PASSAGE FOR REVIEW:
::::::::::

Anderson County man receives unemployment benefits after more than 3 months of waiting

Investigations

KNOXVILLE, Tenn. (WATE) — An Anderson County man got some good news about his unemployment compensation after more than three months of waiting to hear from the state.

Todd Peterson finally has some money in his bank account.

For a while Peterson had been unable to pay bills after losing his job as a customer service rep more than three months ago. His former employer claimed he had been fired for hanging up on people.

Nevertheless, beginning in June, Todd filed for state unemployment benefits believing he may be eligible for COVID-19 pandemic unemployment assistance.

He went online to update his status once a week, and every week the response was the same: In progress.

We wrote to the state two weeks ago explaining Todd’s situation. Since then, he received this notice: Decision made.

“They approved the claim so now I’m being paid,” Peterson said. “It is pretty awesome.”

Todd also received a letter describing how the decision with a state arbitrator came about.

“I just told them the whole story as it was, that my work computer was messing up and that was causing me to hang up on people,” he said.

The letter from the Tennessee Department of Labor says Peterson’s former employer “did not provide sufficient evidence to prove work-related misconduct.”

“The biggest thing to me and what I appreciated the most is after they reviewed everything, they were able to determine it wasn’t ‘termination,’ but ‘separation’,” Peterson said. “That meant, I wasn’t fired.”

Two weeks ago, we reported Todd, who is single, lives frugally in a one-bedroom apartment and watched TV on a 35-year-old set. With no full-time job, he works part-time and makes about $150 a week, enough to pay for food and his diabetes medication.

::::::::::

DATA SUPPLIED:
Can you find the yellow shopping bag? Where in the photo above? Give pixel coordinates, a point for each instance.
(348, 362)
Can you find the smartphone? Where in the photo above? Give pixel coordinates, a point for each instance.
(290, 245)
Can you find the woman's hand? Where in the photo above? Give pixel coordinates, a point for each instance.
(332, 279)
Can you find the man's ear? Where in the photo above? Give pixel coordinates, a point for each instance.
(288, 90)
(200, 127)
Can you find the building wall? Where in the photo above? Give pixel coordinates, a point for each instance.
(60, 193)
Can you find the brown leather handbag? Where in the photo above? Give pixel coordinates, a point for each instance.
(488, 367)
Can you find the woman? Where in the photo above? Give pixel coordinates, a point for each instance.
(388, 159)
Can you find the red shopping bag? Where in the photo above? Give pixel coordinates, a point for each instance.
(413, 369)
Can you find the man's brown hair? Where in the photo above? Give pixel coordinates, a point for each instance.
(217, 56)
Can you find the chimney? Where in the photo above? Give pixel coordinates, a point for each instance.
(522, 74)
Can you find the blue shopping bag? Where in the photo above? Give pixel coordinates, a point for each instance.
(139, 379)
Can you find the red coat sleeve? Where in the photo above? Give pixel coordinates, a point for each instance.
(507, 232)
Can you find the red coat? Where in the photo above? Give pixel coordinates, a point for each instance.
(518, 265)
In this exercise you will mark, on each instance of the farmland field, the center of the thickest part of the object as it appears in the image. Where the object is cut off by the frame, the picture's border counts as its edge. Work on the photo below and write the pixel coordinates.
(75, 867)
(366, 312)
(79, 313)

::::::::::

TASKS TO PERFORM:
**1)** In the unemployment benefits story, what job did Todd Peterson lose?
**2)** Set down word for word everything from "Todd Peterson finally" down to "notice: Decision made." in the unemployment benefits story.
**3)** Write the next part of the unemployment benefits story, starting after its final sentence.

SET OF ANSWERS:
**1)** He lost his job as a customer service rep.

**2)**
Todd Peterson finally has some money in his bank account.

For a while Peterson had been unable to pay bills after losing his job as a customer service rep more than three months ago. His former employer claimed he had been fired for hanging up on people.

Nevertheless, beginning in June, Todd filed for state unemployment benefits believing he may be eligible for COVID-19 pandemic unemployment assistance.

He went online to update his status once a week, and every week the response was the same: In progress.

We wrote to the state two weeks ago explaining Todd’s situation. Since then, he received this notice: Decision made.

**3)**
To help handle Todd’s unemployment claim and thousands of others since the pendemic began, the state has hired several hundred new employees in Nashville.

Updating his information weekly to those new workers, Todd said he was informed back in June that a decision in his case would be made by early July.

“Well, had it been approved in a timely manner, I would never have run into the issues that I ran into,” Todd said. “I could have kept current on everything. Four or five weeks isn’t bad. When it get to three months, it is ridiculous.”

Now with state and federal unemployment benefits deposited into his account, the financial pressure is off.

“It’s gotten me caught up on things,” Todd said. “It’s letting me breathe a little bit. Since I have a part-time job, I can keep ahead until I find a good full-time job again.”

In reporting stories like Peterson’s and others. we’ve discovered the state Labor Department gets behind with hard to resolve cases because they take time. His former employer claimed he should not be eligible for benefits. So when an unemployment claim is challenged, the state conducts a hearing and listens to both sides before reaching a decision.